(Point-based annotation data)
::::

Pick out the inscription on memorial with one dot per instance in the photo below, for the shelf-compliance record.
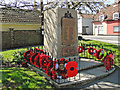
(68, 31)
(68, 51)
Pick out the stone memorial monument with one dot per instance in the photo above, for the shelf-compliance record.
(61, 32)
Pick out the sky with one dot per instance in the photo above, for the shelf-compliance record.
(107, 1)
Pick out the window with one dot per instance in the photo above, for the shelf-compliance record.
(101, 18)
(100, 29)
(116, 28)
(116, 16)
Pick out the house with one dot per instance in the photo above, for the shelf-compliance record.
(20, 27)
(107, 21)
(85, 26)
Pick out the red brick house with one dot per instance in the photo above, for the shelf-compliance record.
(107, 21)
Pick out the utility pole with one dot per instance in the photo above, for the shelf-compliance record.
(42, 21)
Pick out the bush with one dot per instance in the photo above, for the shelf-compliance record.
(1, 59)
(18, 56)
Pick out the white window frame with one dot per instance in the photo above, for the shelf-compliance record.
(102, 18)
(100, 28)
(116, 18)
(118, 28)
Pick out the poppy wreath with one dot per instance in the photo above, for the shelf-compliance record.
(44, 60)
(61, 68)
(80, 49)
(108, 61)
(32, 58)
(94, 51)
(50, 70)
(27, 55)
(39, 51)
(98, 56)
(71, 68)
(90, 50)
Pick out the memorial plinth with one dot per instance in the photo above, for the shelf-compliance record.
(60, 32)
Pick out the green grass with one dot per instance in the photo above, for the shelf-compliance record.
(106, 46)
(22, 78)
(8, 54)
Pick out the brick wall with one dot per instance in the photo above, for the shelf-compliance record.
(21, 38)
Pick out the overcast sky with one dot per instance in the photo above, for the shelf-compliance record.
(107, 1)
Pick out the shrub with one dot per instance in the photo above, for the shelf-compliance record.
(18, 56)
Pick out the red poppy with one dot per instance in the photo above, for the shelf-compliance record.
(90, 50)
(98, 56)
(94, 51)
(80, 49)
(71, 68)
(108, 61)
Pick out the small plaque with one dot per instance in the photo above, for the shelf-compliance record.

::::

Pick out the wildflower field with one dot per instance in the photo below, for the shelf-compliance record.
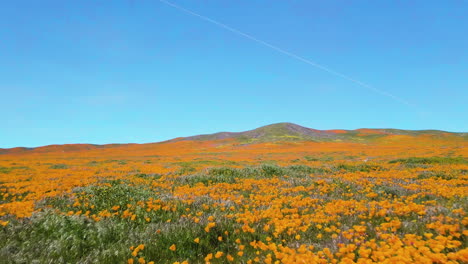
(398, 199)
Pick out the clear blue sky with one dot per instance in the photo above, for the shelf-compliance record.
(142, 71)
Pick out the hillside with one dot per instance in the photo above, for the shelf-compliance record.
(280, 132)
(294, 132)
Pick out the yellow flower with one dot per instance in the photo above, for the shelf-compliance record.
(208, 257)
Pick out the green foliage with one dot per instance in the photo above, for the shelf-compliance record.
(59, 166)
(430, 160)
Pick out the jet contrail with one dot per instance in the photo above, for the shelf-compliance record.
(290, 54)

::::

> TASK DESCRIPTION:
Pick out every line above that contains the word "window" and copy each of them. Case counts.

> SOLUTION TO THE EXERCISE:
Pick out the window with one dot per instance in the photo above, for the shelf-compliance record.
Pick out the white window frame with one dot per instance in the photo above, for the shelf-compliance record.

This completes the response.